**DIRECTIVE A:**
In the passage below on Marxist theory, which countries did Marx name as having strong democratic institutional structures?
**DIRECTIVE B:**
Shorten the paragraph beginning "While Marxists propose replacing" in the passage below on Marxist theory, keeping its main facts.
**DIRECTIVE C:**
From the passage below on Marxist theory, extract the text between "While Marxists propose" and "are the same.", inclusive.
------ PASSAGE ------
In Marxist theory, a new democratic society will arise through the organised actions of an international working class enfranchising the entire population and freeing up humans to act without being bound by the labour market. There would be little, if any, need for a state, the goal of which was to enforce the alienation of labor. Karl Marx and Friedrich Engels stated in The Communist Manifesto and later works that "the first step in the revolution by the working class, is to raise the proletariat to the position of ruling class, to win the battle for democracy" and universal suffrage, being "one of the first and most important tasks of the militant proletariat". As Marx wrote in his Critique of the Gotha Program, "between capitalist and communist society there lies the period of the revolutionary transformation of the one into the other. Corresponding to this is also a political transition period in which the state can be nothing but the revolutionary dictatorship of the proletariat". He allowed for the possibility of peaceful transition in some countries with strong democratic institutional structures (such as Britain, the US and the Netherlands), but suggested that in other countries in which workers can not "attain their goal by peaceful means" the "lever of our revolution must be force", stating that the working people had the right to revolt if they were denied political expression. In response to the question "What will be the course of this revolution?" in Principles of Communism, Friedrich Engels wrote: 

While Marxists propose replacing the bourgeois state with a proletarian semi-state through revolution (dictatorship of the proletariat), which would eventually wither away, anarchists warn that the state must be abolished along with capitalism. Nonetheless, the desired end results, a stateless, communal society, are the same.
------ RECORD LIST ------
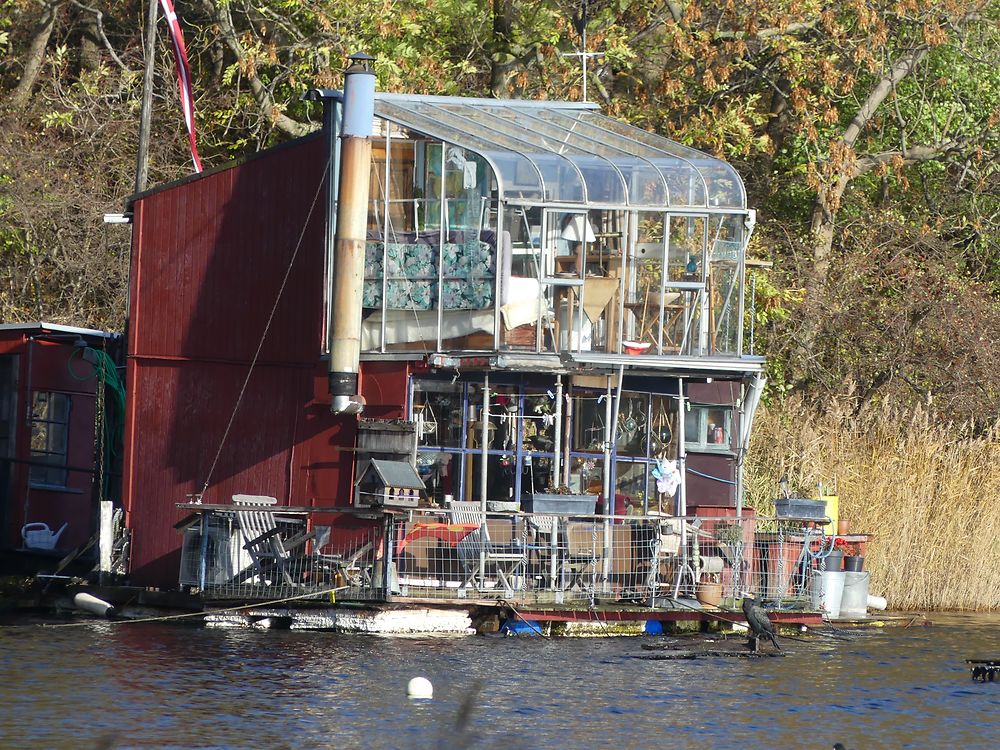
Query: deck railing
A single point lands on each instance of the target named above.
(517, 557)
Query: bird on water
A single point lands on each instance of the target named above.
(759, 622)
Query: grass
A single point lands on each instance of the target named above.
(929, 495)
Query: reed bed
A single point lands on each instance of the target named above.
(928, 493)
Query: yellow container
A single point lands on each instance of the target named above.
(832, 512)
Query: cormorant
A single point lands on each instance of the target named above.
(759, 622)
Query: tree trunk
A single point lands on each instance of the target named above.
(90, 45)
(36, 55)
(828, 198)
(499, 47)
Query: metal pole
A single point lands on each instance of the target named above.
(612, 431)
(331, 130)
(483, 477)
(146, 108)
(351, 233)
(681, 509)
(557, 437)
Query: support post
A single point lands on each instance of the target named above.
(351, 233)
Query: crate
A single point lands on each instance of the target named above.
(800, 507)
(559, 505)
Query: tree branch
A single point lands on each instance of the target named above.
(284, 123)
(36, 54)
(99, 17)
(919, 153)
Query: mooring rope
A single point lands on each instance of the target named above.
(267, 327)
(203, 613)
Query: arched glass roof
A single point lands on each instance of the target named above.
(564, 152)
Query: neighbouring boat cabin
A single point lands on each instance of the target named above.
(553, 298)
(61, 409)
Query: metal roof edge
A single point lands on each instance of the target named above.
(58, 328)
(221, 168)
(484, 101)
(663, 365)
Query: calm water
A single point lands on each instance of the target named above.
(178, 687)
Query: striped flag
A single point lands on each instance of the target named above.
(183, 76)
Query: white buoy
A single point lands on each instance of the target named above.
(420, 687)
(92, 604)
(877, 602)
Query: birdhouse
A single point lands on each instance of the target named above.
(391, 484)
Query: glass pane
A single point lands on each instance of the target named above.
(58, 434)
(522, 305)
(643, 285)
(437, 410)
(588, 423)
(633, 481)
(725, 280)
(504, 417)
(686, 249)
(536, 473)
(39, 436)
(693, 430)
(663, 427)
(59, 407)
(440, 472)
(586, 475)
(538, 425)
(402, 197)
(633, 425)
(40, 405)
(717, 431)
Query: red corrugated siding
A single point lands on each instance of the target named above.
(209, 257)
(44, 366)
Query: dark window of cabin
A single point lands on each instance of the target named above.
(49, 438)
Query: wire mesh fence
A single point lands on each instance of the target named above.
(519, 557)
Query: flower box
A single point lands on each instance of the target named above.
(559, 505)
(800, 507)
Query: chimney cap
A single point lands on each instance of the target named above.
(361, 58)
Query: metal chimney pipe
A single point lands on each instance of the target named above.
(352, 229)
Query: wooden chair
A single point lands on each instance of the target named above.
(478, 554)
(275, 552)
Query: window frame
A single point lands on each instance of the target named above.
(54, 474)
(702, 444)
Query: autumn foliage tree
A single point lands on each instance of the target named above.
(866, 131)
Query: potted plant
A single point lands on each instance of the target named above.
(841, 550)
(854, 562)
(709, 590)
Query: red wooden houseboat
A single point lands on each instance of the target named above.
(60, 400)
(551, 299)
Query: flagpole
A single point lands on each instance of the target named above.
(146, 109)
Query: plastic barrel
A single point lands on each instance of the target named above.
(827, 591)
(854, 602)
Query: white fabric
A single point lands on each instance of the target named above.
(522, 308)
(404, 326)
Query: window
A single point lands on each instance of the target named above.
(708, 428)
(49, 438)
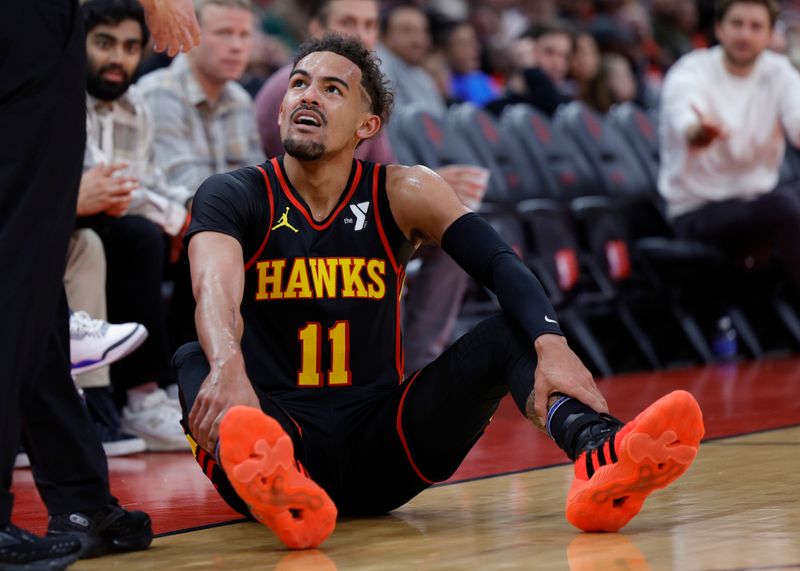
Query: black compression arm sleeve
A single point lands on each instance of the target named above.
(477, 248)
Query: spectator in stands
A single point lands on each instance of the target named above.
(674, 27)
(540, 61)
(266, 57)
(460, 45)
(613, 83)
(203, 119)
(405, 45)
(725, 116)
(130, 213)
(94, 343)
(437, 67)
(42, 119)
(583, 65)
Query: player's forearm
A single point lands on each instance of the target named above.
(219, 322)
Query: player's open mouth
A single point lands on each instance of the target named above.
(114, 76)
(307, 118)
------
**EXERCISE RESULT A:**
Britain, the US and the Netherlands.

**EXERCISE RESULT B:**
Marxists would replace the bourgeois state with a proletarian semi-state that eventually withers away, while anarchists would abolish the state together with capitalism. Both seek the same result: a stateless, communal society.

**EXERCISE RESULT C:**
While Marxists propose replacing the bourgeois state with a proletarian semi-state through revolution (dictatorship of the proletariat), which would eventually wither away, anarchists warn that the state must be abolished along with capitalism. Nonetheless, the desired end results, a stateless, communal society, are the same.